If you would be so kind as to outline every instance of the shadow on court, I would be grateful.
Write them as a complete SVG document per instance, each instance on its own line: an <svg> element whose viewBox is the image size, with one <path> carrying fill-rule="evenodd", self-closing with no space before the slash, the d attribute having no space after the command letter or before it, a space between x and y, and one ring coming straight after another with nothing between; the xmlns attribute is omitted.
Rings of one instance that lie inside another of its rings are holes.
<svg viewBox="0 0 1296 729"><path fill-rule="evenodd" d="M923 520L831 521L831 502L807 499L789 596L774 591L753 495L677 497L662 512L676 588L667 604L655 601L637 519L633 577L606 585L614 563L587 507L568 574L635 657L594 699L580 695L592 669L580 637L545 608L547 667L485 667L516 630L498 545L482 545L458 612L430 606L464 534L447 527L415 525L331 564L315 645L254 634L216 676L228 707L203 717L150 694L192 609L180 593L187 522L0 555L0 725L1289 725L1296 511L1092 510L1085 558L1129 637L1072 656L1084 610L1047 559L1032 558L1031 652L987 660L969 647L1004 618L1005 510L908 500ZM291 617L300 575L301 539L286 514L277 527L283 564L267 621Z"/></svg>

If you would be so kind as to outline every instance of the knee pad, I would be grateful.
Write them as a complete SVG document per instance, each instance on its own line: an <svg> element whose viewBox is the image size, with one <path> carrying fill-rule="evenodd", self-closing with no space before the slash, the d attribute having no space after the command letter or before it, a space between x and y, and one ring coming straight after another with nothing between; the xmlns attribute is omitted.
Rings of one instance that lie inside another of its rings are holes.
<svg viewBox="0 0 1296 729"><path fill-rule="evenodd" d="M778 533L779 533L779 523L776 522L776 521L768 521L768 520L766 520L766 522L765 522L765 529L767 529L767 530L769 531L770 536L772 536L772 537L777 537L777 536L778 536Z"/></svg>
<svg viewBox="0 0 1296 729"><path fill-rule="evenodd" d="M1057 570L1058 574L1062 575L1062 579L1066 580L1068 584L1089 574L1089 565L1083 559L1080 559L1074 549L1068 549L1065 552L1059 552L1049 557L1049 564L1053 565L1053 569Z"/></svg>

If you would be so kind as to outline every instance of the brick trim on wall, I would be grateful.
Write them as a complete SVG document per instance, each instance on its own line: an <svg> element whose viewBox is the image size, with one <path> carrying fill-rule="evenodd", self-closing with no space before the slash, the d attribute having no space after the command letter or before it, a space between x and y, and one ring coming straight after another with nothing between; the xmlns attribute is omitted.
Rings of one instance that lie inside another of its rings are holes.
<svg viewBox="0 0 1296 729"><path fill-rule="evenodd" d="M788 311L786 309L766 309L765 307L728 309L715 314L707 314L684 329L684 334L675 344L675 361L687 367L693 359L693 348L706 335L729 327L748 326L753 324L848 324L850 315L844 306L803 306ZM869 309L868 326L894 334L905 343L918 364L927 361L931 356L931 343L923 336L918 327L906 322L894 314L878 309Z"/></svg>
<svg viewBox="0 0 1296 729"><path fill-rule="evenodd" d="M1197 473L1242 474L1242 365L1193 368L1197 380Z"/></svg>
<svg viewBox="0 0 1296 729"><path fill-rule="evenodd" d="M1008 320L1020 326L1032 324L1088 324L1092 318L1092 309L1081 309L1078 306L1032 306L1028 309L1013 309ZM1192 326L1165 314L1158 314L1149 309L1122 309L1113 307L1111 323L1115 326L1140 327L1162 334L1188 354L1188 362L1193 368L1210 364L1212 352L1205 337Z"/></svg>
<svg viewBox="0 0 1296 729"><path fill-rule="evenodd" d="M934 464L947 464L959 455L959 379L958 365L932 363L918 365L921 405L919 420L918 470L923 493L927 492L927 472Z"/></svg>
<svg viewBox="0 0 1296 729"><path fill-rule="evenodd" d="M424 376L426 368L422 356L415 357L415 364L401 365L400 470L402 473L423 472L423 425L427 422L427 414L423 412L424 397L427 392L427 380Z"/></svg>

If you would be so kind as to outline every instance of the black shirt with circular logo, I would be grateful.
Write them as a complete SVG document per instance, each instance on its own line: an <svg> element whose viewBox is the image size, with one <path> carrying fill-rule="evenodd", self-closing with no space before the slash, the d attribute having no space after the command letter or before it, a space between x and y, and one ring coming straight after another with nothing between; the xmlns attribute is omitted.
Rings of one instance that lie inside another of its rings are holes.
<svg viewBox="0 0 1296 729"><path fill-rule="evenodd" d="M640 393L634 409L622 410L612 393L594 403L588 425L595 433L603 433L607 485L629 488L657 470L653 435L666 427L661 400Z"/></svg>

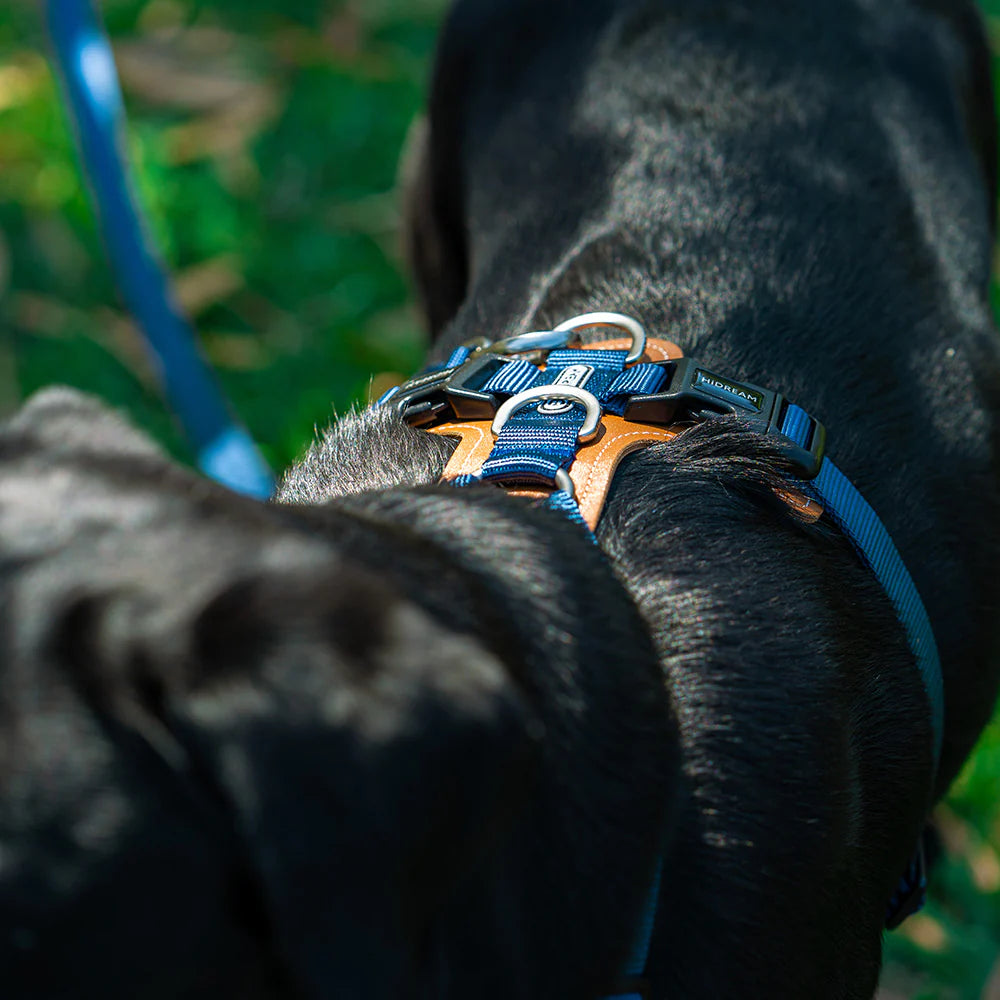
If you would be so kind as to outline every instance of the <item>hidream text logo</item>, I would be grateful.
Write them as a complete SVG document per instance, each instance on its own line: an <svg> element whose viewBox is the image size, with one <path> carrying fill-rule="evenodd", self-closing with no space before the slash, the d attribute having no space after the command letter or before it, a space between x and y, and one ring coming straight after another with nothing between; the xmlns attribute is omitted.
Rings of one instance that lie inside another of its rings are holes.
<svg viewBox="0 0 1000 1000"><path fill-rule="evenodd" d="M569 365L564 368L556 377L553 385L572 385L577 389L582 389L594 374L592 365ZM558 413L566 413L573 404L565 399L547 399L544 403L538 404L538 412L543 416L551 417Z"/></svg>
<svg viewBox="0 0 1000 1000"><path fill-rule="evenodd" d="M739 382L731 382L719 375L713 375L711 372L702 371L700 368L694 373L694 386L696 389L705 389L722 399L745 406L748 410L759 411L764 405L762 392L747 385L740 385Z"/></svg>

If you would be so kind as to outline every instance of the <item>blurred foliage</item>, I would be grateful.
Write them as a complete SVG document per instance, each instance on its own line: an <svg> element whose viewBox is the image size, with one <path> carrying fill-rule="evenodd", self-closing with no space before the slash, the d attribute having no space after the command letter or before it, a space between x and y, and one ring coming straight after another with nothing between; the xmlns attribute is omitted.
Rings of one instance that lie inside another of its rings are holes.
<svg viewBox="0 0 1000 1000"><path fill-rule="evenodd" d="M105 0L137 184L226 393L276 468L424 347L396 164L445 0ZM983 0L1000 51L1000 0ZM35 0L0 6L0 415L65 381L189 458L115 295ZM1000 1000L1000 721L939 809L883 997ZM807 916L807 915L806 915Z"/></svg>
<svg viewBox="0 0 1000 1000"><path fill-rule="evenodd" d="M276 468L423 350L396 163L438 0L107 0L130 152L180 298ZM99 393L188 458L101 253L37 5L0 7L0 412Z"/></svg>

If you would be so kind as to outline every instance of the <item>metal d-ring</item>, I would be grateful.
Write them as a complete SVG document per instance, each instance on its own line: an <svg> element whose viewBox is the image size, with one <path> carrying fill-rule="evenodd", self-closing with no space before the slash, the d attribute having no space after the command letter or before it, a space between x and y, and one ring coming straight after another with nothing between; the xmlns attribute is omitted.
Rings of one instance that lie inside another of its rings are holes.
<svg viewBox="0 0 1000 1000"><path fill-rule="evenodd" d="M638 361L646 350L646 328L631 316L623 316L621 313L584 313L582 316L574 316L572 319L560 323L556 333L579 333L580 330L588 326L615 326L619 330L624 330L632 337L632 346L625 357L627 364Z"/></svg>
<svg viewBox="0 0 1000 1000"><path fill-rule="evenodd" d="M565 469L559 469L556 472L555 480L557 490L562 490L564 493L568 493L570 500L576 499L576 486L573 484L573 480L570 479L569 473Z"/></svg>
<svg viewBox="0 0 1000 1000"><path fill-rule="evenodd" d="M505 337L496 343L488 344L482 350L490 354L535 354L540 357L549 351L566 347L572 340L570 330L533 330L530 333L518 333L513 337Z"/></svg>
<svg viewBox="0 0 1000 1000"><path fill-rule="evenodd" d="M581 403L587 408L587 415L580 428L579 440L593 441L597 437L597 427L601 422L601 404L592 392L578 389L575 385L536 385L519 392L516 396L511 396L497 410L497 415L493 418L493 436L499 437L503 425L518 410L540 399L567 399L574 403Z"/></svg>

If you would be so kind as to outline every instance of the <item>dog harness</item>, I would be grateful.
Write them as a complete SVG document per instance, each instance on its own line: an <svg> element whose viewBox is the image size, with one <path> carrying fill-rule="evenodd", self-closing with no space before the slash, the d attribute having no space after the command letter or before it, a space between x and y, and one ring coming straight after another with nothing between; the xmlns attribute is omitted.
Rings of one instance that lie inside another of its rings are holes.
<svg viewBox="0 0 1000 1000"><path fill-rule="evenodd" d="M624 339L570 346L583 330L611 328ZM492 482L548 504L593 535L616 469L639 448L670 441L704 420L734 414L787 455L794 485L778 495L806 522L824 514L853 544L892 601L917 661L931 710L934 767L941 754L944 690L937 646L917 588L878 515L825 456L823 425L782 395L718 375L636 320L587 313L554 330L485 339L446 364L390 389L411 426L458 439L443 481ZM659 869L614 1000L641 1000L659 896ZM923 905L922 845L886 909L895 927ZM609 998L611 1000L611 998Z"/></svg>

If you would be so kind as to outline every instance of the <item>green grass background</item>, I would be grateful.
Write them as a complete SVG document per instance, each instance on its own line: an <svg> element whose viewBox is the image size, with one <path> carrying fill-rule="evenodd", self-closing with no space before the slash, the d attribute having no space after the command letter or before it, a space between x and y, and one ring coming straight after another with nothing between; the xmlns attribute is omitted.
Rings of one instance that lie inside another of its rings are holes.
<svg viewBox="0 0 1000 1000"><path fill-rule="evenodd" d="M275 468L331 407L419 363L396 164L443 6L102 5L152 229ZM983 7L1000 49L1000 0ZM190 459L105 266L37 2L0 0L0 416L53 381L100 394ZM939 810L946 855L927 910L887 938L885 1000L1000 998L998 792L1000 720Z"/></svg>

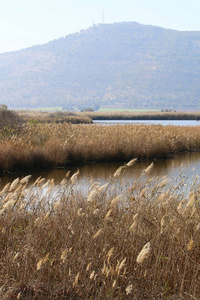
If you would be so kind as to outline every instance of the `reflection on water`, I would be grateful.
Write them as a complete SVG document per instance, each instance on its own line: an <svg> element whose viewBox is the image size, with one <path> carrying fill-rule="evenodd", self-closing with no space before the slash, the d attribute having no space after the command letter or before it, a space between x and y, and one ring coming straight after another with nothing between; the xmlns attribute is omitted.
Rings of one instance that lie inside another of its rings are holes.
<svg viewBox="0 0 200 300"><path fill-rule="evenodd" d="M152 161L139 161L133 167L126 170L124 179L131 183L138 179L142 171L149 166ZM79 166L80 174L78 176L78 185L83 189L88 187L92 181L98 181L103 184L109 180L116 169L123 165L121 163L98 163ZM77 171L77 167L69 167L66 169L53 169L32 173L31 183L39 176L46 180L54 178L55 183L59 184L65 178L66 172L71 171L71 174ZM154 168L151 176L165 176L176 178L180 172L186 177L196 176L200 174L200 153L186 153L176 155L174 158L166 160L155 160ZM24 177L27 174L12 174L5 175L1 178L1 186L4 186L9 181L13 181L16 177Z"/></svg>

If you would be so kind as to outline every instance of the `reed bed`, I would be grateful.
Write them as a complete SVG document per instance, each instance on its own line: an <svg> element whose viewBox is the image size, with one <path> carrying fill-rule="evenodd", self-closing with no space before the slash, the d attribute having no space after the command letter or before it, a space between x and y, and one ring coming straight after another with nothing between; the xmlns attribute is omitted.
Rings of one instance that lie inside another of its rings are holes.
<svg viewBox="0 0 200 300"><path fill-rule="evenodd" d="M159 159L199 151L200 127L162 125L25 124L0 131L0 171L60 167L83 162Z"/></svg>
<svg viewBox="0 0 200 300"><path fill-rule="evenodd" d="M0 298L200 299L200 183L123 182L135 159L83 193L77 173L0 192Z"/></svg>
<svg viewBox="0 0 200 300"><path fill-rule="evenodd" d="M200 112L85 112L93 120L200 120Z"/></svg>
<svg viewBox="0 0 200 300"><path fill-rule="evenodd" d="M72 124L90 124L92 119L84 113L70 112L70 111L34 111L34 110L19 110L17 115L25 122L31 124L37 123L72 123Z"/></svg>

## WORK INSTRUCTIONS
Begin with the first line of the records and finish with the line containing "pad, I would be grateful.". Reproduce those lines exactly, both ends included, and nothing else.

## RESULT
If you would be so kind as to outline every instance of the shadow on court, I would be grateful.
Write them as a complete SVG document per instance, each instance on its own line: an <svg> element whose viewBox is the image size, with one <path> carrying fill-rule="evenodd", self-closing with no space before the slash, the d attribute having no space after the command letter or before it, a space between x and y, and one ring coming straight after another with nothing between; the xmlns attribute is omitted.
Rings of one instance that lie inside another of its rings are holes.
<svg viewBox="0 0 1296 729"><path fill-rule="evenodd" d="M923 520L831 521L831 502L807 499L789 596L774 591L753 495L677 497L662 512L676 588L667 604L655 601L637 519L633 577L606 585L614 563L587 507L568 574L635 657L594 699L580 695L592 669L580 637L545 608L547 667L485 667L516 630L498 545L482 545L458 612L430 606L464 534L447 527L415 525L331 564L315 645L254 634L216 676L228 707L203 717L150 694L192 609L180 593L187 522L0 555L0 725L1289 725L1296 511L1092 510L1085 558L1129 637L1072 656L1084 610L1047 559L1032 558L1031 652L987 660L969 647L1004 618L1005 510L908 500ZM291 617L300 575L301 539L286 514L277 527L283 564L267 621Z"/></svg>

If you would be so kind as to outline every instance of the knee pad, I would be grateful.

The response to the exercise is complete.